● **WHAT NEEDS TO BE DONE**
Starting at the first line of the entries and stopping after the line that contains "7L0 218L27 219L25", format those lines as a numbered list with blank lines omitted.

────────────────────────────────────────

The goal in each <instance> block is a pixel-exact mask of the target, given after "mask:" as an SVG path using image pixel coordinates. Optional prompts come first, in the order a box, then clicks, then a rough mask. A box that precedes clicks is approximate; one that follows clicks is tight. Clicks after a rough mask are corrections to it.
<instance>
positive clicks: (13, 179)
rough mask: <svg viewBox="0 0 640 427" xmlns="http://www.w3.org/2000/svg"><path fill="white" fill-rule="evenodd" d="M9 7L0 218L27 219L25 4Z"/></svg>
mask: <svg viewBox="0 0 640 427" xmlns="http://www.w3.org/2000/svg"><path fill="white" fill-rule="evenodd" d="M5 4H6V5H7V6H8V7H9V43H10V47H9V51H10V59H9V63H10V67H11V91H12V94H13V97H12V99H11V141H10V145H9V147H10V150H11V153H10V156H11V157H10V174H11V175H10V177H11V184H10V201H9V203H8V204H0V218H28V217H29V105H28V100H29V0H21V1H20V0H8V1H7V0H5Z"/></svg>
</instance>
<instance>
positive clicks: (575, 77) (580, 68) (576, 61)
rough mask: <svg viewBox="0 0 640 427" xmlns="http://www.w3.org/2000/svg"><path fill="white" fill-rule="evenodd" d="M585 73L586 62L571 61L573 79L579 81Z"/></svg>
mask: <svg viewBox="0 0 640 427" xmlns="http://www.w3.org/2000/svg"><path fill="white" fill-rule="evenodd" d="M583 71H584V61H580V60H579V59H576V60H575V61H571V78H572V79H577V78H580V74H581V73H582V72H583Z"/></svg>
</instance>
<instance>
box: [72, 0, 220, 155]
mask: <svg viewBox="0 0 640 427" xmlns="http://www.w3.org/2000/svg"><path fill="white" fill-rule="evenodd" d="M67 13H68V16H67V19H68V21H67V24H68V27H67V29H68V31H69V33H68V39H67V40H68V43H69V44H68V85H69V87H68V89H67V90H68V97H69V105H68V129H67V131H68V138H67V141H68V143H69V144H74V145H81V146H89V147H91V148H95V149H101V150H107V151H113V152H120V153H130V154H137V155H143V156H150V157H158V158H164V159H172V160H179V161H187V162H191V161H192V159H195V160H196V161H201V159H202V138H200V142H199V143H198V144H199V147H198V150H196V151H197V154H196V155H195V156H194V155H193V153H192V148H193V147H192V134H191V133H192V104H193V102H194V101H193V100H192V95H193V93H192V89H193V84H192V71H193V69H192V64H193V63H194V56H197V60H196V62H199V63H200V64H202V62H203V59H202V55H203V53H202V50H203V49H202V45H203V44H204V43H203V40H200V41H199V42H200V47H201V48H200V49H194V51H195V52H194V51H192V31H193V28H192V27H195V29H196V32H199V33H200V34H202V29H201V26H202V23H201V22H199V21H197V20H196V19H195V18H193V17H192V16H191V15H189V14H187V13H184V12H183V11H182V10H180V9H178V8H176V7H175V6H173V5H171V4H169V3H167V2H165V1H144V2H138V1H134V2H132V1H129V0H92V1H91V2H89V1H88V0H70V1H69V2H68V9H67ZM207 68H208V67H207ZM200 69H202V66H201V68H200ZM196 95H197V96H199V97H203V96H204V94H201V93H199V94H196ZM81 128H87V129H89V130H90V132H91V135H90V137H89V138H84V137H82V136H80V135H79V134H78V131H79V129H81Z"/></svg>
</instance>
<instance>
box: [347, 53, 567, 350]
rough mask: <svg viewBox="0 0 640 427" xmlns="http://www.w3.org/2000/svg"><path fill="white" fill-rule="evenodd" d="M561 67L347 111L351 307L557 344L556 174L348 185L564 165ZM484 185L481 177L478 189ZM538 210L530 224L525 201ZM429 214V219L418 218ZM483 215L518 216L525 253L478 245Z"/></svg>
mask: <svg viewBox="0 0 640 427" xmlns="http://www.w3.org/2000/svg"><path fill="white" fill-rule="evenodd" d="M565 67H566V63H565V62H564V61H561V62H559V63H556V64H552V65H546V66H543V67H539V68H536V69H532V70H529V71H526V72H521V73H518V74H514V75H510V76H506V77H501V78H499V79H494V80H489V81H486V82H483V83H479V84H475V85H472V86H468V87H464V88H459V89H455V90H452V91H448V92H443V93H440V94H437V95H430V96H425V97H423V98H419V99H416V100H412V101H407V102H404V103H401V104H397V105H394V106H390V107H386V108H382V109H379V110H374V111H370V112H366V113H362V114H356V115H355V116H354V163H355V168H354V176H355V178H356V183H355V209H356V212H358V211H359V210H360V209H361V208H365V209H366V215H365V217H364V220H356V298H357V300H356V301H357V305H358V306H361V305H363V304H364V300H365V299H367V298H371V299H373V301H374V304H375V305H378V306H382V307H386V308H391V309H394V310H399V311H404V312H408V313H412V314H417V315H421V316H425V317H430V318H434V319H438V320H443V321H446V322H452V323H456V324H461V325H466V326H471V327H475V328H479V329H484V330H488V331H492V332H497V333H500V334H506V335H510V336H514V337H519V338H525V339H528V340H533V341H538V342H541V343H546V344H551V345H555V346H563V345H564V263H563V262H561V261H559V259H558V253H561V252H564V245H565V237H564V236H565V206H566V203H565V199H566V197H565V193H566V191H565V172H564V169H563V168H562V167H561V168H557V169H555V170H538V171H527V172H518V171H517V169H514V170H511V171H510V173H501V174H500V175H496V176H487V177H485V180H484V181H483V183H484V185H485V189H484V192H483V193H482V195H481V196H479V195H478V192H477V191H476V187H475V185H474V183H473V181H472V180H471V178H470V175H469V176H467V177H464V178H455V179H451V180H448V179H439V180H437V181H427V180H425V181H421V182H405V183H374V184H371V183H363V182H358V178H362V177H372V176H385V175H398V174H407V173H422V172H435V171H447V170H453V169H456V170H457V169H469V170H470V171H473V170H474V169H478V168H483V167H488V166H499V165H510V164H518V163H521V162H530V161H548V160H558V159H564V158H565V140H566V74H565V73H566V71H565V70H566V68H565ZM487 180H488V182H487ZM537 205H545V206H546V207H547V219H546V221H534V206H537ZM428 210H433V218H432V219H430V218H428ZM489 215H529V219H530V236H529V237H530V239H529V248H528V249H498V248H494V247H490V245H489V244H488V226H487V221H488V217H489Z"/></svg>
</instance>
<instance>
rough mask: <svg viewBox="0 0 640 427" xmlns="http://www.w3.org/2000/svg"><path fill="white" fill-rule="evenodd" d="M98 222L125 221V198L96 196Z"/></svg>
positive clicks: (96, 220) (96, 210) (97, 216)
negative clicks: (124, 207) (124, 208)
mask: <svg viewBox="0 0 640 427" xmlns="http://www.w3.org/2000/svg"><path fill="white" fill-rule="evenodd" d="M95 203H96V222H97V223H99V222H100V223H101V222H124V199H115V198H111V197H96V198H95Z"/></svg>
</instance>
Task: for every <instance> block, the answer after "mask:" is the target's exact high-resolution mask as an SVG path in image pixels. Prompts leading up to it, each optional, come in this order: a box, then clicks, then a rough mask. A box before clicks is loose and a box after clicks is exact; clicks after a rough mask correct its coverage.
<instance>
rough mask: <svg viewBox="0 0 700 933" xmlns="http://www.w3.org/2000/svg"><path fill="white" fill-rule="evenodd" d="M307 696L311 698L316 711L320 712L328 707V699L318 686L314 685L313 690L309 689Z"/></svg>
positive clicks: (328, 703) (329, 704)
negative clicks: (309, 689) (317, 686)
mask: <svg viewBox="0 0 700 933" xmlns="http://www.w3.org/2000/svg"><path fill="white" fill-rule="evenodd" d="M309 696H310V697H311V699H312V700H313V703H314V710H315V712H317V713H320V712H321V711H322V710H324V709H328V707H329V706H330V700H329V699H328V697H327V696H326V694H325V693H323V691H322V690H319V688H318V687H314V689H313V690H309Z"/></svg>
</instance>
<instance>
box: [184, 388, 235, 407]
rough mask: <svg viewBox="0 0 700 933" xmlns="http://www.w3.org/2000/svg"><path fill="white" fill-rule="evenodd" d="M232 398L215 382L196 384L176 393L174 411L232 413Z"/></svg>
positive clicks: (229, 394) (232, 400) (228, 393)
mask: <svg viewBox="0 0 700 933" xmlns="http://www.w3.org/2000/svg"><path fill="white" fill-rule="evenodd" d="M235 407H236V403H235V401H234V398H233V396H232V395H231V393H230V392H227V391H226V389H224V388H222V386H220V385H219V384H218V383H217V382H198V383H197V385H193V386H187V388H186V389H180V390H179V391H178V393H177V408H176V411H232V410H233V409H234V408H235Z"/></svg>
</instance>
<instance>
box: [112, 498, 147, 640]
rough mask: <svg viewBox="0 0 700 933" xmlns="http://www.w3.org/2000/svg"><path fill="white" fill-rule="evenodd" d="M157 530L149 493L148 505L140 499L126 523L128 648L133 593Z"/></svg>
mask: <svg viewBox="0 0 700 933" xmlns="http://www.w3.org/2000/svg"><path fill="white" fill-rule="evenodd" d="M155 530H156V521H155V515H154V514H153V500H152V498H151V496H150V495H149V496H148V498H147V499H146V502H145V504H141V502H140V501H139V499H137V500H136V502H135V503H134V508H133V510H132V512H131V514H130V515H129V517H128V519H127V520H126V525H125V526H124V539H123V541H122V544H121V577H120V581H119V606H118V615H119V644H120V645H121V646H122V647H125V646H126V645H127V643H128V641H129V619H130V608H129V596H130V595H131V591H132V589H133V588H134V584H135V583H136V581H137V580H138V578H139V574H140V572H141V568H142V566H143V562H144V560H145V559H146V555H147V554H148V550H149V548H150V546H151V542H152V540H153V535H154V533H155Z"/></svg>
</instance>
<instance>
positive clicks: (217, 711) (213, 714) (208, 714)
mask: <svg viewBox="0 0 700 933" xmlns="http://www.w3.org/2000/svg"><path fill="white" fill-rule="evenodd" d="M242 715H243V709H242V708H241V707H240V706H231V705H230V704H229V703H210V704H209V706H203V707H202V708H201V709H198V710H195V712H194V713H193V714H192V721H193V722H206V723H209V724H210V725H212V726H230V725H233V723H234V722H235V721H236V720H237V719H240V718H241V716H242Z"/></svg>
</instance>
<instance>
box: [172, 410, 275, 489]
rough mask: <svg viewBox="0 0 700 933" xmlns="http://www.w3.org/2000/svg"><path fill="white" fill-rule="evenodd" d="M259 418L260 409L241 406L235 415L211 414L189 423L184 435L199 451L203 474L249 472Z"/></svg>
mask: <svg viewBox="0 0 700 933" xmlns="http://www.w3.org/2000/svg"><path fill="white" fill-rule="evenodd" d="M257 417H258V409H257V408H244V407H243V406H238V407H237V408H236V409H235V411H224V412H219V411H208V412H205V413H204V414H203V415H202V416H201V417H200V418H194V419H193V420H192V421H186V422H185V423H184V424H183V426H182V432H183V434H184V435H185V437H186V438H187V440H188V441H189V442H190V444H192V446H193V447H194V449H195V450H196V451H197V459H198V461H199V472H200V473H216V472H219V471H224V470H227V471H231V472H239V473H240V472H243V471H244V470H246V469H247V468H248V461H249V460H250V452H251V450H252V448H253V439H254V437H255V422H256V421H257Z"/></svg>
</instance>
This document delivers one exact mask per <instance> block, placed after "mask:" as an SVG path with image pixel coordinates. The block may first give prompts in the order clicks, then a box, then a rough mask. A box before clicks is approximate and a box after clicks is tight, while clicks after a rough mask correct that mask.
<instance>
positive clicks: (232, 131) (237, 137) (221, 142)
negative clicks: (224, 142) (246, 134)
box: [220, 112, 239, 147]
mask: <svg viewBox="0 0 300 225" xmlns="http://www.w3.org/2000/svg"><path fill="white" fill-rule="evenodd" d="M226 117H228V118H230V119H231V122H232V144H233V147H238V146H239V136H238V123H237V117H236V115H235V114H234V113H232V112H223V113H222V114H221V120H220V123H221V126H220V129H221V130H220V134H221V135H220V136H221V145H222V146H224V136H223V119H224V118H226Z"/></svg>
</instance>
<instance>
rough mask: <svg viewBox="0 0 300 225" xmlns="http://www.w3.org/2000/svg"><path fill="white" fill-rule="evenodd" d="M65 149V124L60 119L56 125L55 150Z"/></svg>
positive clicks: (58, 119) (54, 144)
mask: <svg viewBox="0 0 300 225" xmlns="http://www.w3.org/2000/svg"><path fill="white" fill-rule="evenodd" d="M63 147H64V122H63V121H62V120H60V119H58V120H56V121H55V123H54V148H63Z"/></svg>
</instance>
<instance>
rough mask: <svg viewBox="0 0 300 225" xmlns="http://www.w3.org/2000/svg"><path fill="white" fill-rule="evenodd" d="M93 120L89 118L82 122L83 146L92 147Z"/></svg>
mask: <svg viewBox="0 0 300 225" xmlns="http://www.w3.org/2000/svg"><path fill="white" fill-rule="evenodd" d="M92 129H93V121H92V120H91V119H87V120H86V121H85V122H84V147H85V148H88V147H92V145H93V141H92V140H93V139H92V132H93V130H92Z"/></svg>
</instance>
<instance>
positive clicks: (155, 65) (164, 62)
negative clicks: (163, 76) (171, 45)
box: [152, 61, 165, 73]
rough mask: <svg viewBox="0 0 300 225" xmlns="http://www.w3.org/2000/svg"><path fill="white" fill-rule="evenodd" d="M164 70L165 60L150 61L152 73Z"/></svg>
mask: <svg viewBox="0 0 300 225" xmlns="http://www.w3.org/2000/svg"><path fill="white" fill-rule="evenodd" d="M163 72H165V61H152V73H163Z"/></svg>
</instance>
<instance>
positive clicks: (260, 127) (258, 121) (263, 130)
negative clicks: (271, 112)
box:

────────────────────────────────────────

● **ANSWER BELOW**
1. The goal in each <instance> block is a pixel-exact mask of the target, given after "mask:" as an SVG path using image pixel coordinates. Optional prompts come first, in the order a box, then clicks, then a rough mask. A box that precedes clicks is approximate; one that follows clicks is tight. Clicks after a rough mask are corrections to it.
2. <instance>
3. positive clicks: (13, 179)
4. rough mask: <svg viewBox="0 0 640 427" xmlns="http://www.w3.org/2000/svg"><path fill="white" fill-rule="evenodd" d="M9 7L0 218L27 219L25 4Z"/></svg>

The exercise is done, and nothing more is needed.